[Stored dataset items]
* * * *
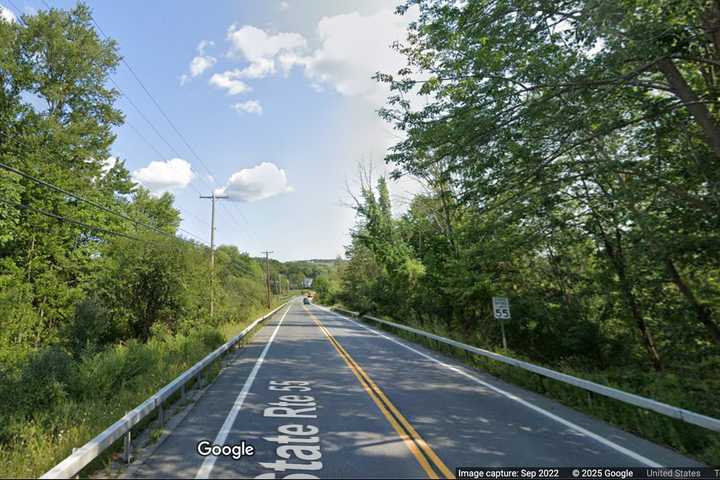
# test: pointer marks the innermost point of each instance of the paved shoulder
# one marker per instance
(299, 406)
(471, 418)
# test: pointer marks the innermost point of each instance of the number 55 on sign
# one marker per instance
(501, 308)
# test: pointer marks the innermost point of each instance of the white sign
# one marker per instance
(501, 308)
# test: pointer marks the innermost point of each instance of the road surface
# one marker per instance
(317, 395)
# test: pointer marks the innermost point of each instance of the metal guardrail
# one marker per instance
(643, 402)
(82, 456)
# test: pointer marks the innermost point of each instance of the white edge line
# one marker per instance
(567, 423)
(209, 462)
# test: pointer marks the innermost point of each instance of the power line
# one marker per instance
(157, 131)
(81, 198)
(91, 202)
(157, 104)
(63, 219)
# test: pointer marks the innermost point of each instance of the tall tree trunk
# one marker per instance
(617, 259)
(698, 110)
(701, 310)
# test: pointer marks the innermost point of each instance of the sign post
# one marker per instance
(501, 310)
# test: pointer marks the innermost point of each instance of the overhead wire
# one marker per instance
(81, 198)
(161, 136)
(64, 219)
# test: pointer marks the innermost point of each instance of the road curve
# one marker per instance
(317, 395)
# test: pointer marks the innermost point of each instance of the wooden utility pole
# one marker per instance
(213, 197)
(267, 275)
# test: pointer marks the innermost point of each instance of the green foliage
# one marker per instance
(570, 152)
(92, 320)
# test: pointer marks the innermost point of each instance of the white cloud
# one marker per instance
(349, 69)
(200, 63)
(160, 177)
(107, 165)
(251, 106)
(260, 48)
(255, 44)
(7, 15)
(257, 183)
(260, 68)
(230, 81)
(353, 47)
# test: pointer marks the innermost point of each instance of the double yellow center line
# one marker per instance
(426, 457)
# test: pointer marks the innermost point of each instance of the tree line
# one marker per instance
(91, 265)
(569, 151)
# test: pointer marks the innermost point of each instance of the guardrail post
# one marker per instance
(161, 415)
(127, 446)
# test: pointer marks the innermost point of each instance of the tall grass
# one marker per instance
(93, 393)
(695, 390)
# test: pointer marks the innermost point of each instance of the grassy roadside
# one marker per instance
(102, 389)
(697, 393)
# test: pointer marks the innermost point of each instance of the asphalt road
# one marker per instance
(317, 395)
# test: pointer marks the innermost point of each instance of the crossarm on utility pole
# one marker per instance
(212, 197)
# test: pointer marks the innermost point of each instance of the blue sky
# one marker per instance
(275, 97)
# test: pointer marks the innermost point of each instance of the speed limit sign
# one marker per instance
(501, 308)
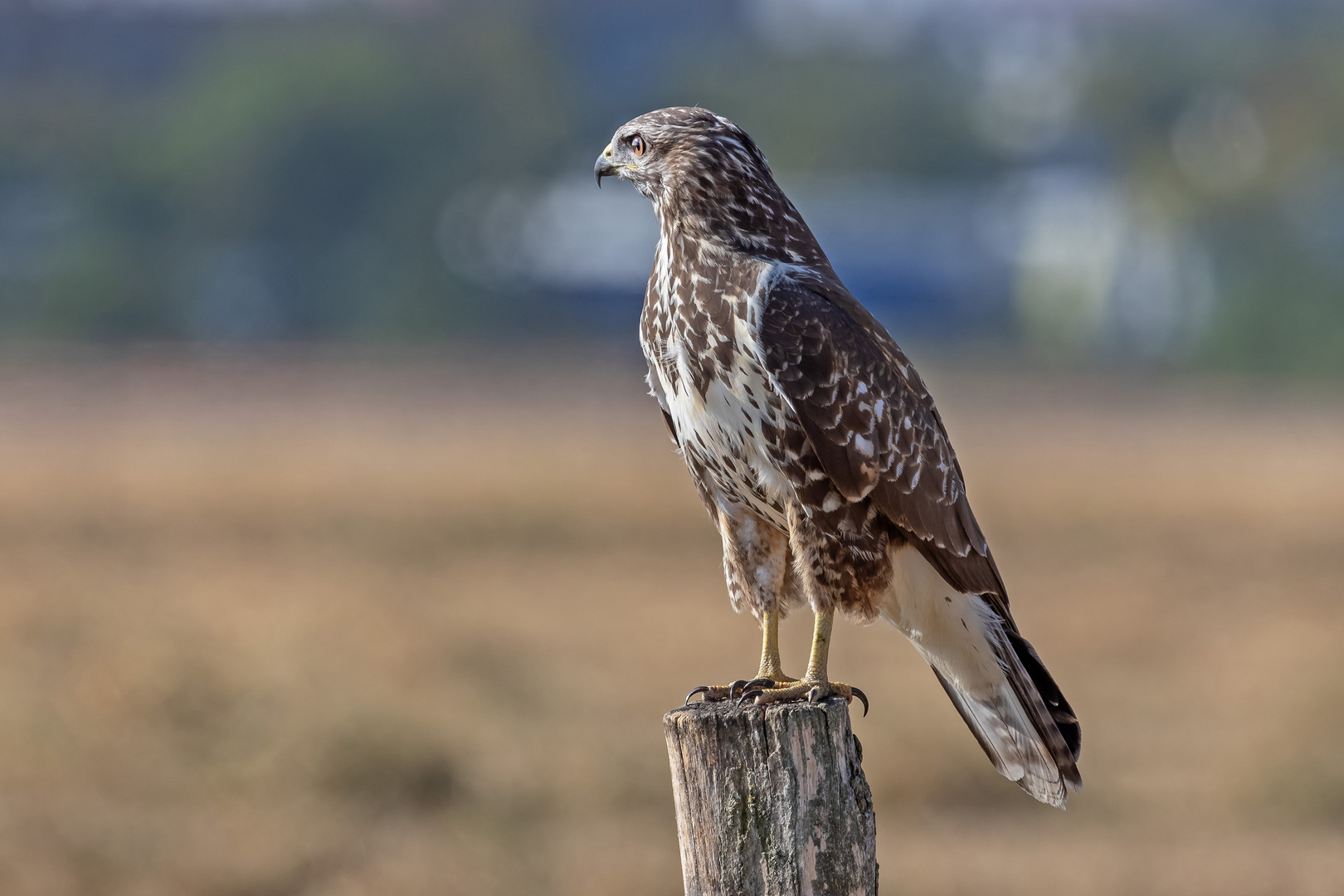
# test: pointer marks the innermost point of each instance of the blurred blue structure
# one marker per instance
(1096, 180)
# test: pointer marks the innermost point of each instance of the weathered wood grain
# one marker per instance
(772, 801)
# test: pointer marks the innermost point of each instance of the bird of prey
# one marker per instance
(817, 450)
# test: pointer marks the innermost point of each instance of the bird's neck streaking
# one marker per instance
(754, 219)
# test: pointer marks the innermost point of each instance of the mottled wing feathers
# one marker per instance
(874, 426)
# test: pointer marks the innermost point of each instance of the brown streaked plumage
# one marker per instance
(817, 450)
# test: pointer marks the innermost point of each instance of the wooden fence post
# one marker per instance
(772, 801)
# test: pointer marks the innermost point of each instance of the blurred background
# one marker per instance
(342, 551)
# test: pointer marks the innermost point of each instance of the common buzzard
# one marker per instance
(817, 450)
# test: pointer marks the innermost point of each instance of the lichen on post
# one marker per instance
(772, 801)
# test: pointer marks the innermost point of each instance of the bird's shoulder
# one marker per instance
(871, 421)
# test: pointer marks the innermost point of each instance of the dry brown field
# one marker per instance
(335, 624)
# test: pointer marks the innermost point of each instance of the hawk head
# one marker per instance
(709, 178)
(678, 151)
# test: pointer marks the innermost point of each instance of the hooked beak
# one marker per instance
(604, 167)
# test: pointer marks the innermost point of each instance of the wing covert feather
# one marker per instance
(874, 426)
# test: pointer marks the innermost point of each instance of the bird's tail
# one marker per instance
(1001, 689)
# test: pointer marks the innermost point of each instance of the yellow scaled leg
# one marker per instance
(769, 674)
(815, 687)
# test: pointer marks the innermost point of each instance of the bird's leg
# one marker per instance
(815, 685)
(771, 666)
(771, 672)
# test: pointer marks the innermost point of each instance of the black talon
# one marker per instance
(700, 689)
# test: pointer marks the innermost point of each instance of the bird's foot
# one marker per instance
(812, 691)
(739, 687)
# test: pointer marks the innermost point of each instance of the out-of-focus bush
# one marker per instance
(1108, 182)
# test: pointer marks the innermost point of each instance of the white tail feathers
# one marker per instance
(976, 661)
* * * *
Please set the data above down exactly, with the pictures removed.

# test: pointer marks the innermost point of each instance of the paved shoulder
# one marker per instance
(299, 406)
(471, 418)
# test: pointer marks the innermost point of each instance of the number 55 on sign
# one marker per instance
(501, 308)
# test: pointer marks the innermost point of each instance of the white sign
# one marker per instance
(501, 308)
# test: pointer marks the innermost point of each instance of the road surface
# one marker per instance
(317, 395)
# test: pointer marks the innermost point of each instance of the metal guardrail
# one marker per instance
(643, 402)
(82, 456)
# test: pointer marks the innermost point of each instance of the white edge line
# one marker per instance
(567, 423)
(209, 462)
# test: pointer marks the innermost point of each instance of the power line
# one marker per instance
(157, 131)
(81, 198)
(91, 202)
(157, 104)
(63, 219)
# test: pointer marks the innermost point of each instance of the tall tree trunk
# one marker per instance
(617, 259)
(698, 110)
(701, 310)
# test: pointer marks the innermost point of each instance of the sign post
# one marker per instance
(501, 310)
# test: pointer marks the innermost point of each instance of the overhead wire
# one marker per instance
(81, 198)
(161, 136)
(64, 219)
# test: pointer marks the innermost point of each instance of the road curve
# one marker per instance
(317, 395)
# test: pointer marks the innermost point of each instance of the wooden utility pole
# one marker per instance
(213, 197)
(267, 275)
# test: pointer marks the innermost point of each instance of the green foliage
# one marker per instance
(570, 152)
(92, 320)
# test: pointer marks the innermost point of each instance of the white cloud
# one marker per instance
(349, 69)
(200, 63)
(160, 177)
(107, 165)
(251, 106)
(260, 48)
(255, 44)
(7, 15)
(257, 183)
(260, 68)
(230, 81)
(353, 47)
# test: pointer marks the innermost point of each instance of the double yellow center line
# one marker per instance
(426, 457)
# test: pointer marks the innermost point of each instance of the tree line
# one marker per instance
(91, 265)
(569, 151)
# test: pointer marks the innermost point of each instance of the guardrail post
# one marker per instance
(161, 415)
(127, 446)
# test: pointer marks the innermost point of each instance of the tall grass
# one marker per instance
(93, 393)
(695, 390)
# test: pointer marks the innermost point of each instance of the grassy roadside
# one marker per instance
(102, 389)
(697, 393)
# test: pointer marks the innermost point of each instance of the asphalt road
# one marker per instance
(317, 395)
# test: pointer marks the innermost point of each instance of the crossarm on utility pole
# one marker per instance
(212, 197)
# test: pointer marks the innermost point of each instance of the blue sky
# one marker per instance
(275, 97)
# test: pointer marks the innermost point of each instance of the speed limit sign
# one marker per instance
(501, 308)
# test: pointer marks the innermost point of each instance of the blurred blue structure
# one marker per instance
(1096, 180)
# test: pointer marks the innermost point of each instance of the weathered wood grain
# one marker per instance
(772, 801)
# test: pointer marks the innermost point of each instance of the bird of prey
# one marker per instance
(817, 450)
# test: pointer marks the innermost point of each instance of the bird's neck streaking
# one marker per instance
(754, 219)
# test: pointer marks the innermost point of each instance of the mottled wing feathers
# one marker per instance
(874, 426)
# test: pointer marks the innermost point of each instance of the brown streaked plumage
# one marker per instance
(817, 450)
# test: pointer marks the innermost point of each instance of the wooden fence post
# one marker per instance
(772, 801)
# test: pointer marks the innermost point of each instance of the blurred background
# one marker per instance
(342, 551)
# test: pointer marks the innermost point of each instance of the common buzzard
# one marker per instance
(817, 450)
# test: pointer marks the innermost point of each instance of the lichen on post
# one marker per instance
(772, 801)
# test: pointer marks the innermost point of each instance of the bird's shoulder
# one marker per instance
(871, 421)
# test: pointer marks the innermost point of each instance of the dry brown field
# one marker per instance
(335, 624)
# test: pointer marks the innermost point of each instance of the hawk head
# one marker per instance
(709, 178)
(678, 151)
# test: pointer marks the innermost point of each instance of the hooked beak
# one marker per instance
(604, 167)
# test: pointer marks the innermost point of each instance of the wing covert feather
# one marker per instance
(874, 426)
# test: pointer marks the innermost point of each instance of the bird's tail
# one marker per instance
(1001, 689)
# test: pointer marks the innermost point of each instance of the yellow scaled leg
# one marker per instance
(769, 674)
(815, 687)
# test: pointer marks the innermost point of each instance of the bird's leg
# one marker per instance
(815, 685)
(771, 666)
(771, 672)
# test: pointer marks the innermost point of each instance of the black talon
# one marker per instance
(700, 689)
# test: pointer marks the innermost point of each instance of the bird's foot
# one marker per instance
(812, 691)
(739, 687)
# test: pointer marks the innermost point of each instance of the out-of-focus bush
# one marker per instance
(1108, 182)
# test: pointer marks the innermost point of each instance of the white tail feathers
# one marker per instance
(976, 661)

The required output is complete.